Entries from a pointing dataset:
┌──

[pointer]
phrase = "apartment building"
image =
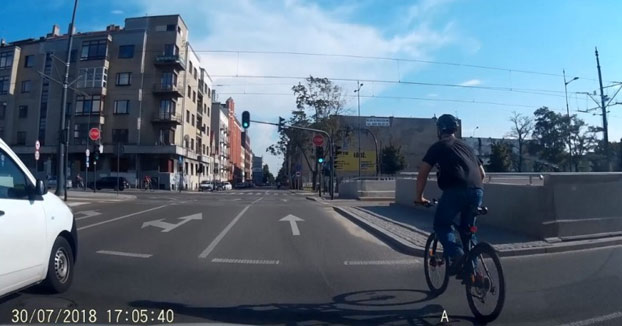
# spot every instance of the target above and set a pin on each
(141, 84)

└──
┌──

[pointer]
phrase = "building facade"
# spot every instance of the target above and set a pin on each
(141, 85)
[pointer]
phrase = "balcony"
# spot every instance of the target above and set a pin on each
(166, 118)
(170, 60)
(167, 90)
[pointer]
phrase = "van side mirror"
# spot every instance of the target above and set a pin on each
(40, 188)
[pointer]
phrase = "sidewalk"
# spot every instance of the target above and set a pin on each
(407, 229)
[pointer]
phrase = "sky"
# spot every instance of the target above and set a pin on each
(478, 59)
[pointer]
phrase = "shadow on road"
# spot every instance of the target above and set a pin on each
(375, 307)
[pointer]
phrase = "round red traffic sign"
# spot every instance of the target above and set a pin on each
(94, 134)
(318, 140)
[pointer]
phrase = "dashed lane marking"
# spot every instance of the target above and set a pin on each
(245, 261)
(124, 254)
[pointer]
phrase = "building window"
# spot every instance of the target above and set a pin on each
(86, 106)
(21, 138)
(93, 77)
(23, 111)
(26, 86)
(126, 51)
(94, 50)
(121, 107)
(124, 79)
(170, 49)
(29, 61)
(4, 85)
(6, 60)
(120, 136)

└──
┌──

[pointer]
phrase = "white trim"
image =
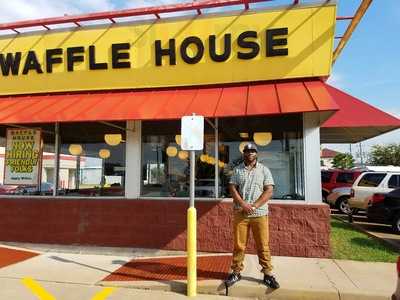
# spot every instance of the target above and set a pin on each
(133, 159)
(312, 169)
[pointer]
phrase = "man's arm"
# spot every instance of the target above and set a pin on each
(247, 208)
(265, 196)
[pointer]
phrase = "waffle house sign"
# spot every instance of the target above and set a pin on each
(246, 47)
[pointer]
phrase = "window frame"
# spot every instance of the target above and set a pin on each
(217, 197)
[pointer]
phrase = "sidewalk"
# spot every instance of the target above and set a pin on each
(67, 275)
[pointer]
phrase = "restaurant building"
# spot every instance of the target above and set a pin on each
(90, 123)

└──

• _Direction_: List every line of the records above that contains the string "sign", matching case exactly.

• _Exercise solution_:
phrase = "round red traffic sign"
phrase = "waffle house sign"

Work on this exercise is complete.